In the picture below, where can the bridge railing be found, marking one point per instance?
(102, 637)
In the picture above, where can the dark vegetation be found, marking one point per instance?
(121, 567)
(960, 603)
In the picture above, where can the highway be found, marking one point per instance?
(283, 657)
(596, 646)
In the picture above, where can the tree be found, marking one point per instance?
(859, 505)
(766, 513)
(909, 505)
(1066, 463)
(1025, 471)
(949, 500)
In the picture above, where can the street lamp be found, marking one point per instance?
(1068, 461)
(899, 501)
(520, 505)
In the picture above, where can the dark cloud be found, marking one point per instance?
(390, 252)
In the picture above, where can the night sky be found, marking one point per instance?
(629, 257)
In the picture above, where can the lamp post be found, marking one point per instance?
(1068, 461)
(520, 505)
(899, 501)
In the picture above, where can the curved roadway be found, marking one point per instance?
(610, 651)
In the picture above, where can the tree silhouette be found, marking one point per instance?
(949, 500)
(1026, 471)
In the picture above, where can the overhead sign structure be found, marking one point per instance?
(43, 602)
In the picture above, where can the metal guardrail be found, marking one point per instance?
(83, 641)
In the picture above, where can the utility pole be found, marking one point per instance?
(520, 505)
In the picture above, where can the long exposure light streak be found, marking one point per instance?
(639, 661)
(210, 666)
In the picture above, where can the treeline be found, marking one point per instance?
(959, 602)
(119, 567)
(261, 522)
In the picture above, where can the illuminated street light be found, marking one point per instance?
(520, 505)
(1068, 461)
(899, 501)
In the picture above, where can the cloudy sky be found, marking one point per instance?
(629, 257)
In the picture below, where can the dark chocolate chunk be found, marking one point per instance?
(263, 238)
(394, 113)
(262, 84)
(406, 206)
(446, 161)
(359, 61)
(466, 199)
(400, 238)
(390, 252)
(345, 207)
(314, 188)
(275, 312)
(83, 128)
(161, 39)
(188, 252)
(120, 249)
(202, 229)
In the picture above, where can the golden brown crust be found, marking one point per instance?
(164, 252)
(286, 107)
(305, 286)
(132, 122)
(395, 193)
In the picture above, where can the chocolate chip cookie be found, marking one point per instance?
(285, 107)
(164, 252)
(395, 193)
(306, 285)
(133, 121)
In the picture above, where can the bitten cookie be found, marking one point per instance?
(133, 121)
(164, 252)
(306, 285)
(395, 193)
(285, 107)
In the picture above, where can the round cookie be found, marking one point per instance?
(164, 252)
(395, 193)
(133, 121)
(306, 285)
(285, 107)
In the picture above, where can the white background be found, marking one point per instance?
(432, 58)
·····
→ **WHAT IS REQUIRED**
Exact reproduction of every entry is needed.

→ **EXPECTED OUTPUT**
In the picture below, where can the bridge railing be found, marking one point per instance?
(102, 637)
In the picture above, where can the dark vegetation be found, marking one point per instance?
(121, 567)
(960, 603)
In the picture above, where can the highway be found, marking one point per instance?
(283, 657)
(596, 646)
In the picture above, where can the tree be found, marking one point per instance?
(859, 505)
(766, 513)
(909, 505)
(1066, 463)
(1025, 471)
(949, 500)
In the picture above, where can the street lamp be found, marking one point per instance?
(1068, 461)
(899, 501)
(520, 505)
In the picture above, where can the dark cloud be found, marking one point per instance?
(390, 252)
In the picture above, where can the night sky be found, marking one point per instance?
(629, 257)
In the picture above, where can the lamp post be found, marking one point per instance?
(1068, 461)
(520, 505)
(899, 501)
In the picture above, where can the curved roadway be found, marking one point per instance?
(610, 651)
In the picture above, where can the tree silhouette be found, marking one point per instance?
(949, 500)
(1026, 471)
In the picture above, where can the overhead sign structure be found, marking one point per instance?
(43, 602)
In the picture above, where can the metal guardrail be found, marking one point per instance?
(83, 641)
In the picture above, where can the utility pole be found, marking one point per instance?
(520, 505)
In the picture above, where can the long exposure light streak be found, marking one point per instance?
(639, 661)
(210, 666)
In the picture above, where can the treeline be found, marking one point per instance?
(959, 602)
(119, 567)
(261, 522)
In the picture above, where can the illuminated street light be found, marking one point per instance?
(520, 505)
(1068, 461)
(899, 501)
In the picture above, where can the cloudy sky be found, marking one point per instance?
(629, 257)
In the picture below, where can the dark chocolate chunk be found, marking one point per instance?
(263, 238)
(394, 113)
(262, 84)
(406, 206)
(446, 161)
(359, 61)
(466, 199)
(400, 238)
(390, 252)
(345, 207)
(314, 188)
(275, 312)
(83, 128)
(161, 39)
(188, 252)
(120, 249)
(202, 229)
In the picture above, where can the golden brown crust be found, marking one point per instance?
(164, 252)
(286, 107)
(305, 286)
(132, 122)
(395, 193)
In the picture above, where can the chocolate chip cookie be found, marking one point per instance?
(285, 107)
(164, 252)
(395, 193)
(306, 285)
(133, 121)
In the picture above, where can the bitten cookie be found, marking one point per instance?
(133, 121)
(164, 252)
(306, 285)
(395, 193)
(285, 107)
In the picture above, where can the round cookie be found, marking one point per instance?
(164, 252)
(395, 193)
(133, 121)
(306, 285)
(285, 107)
In the picture above, where can the white background be found, marking one point per instance?
(432, 58)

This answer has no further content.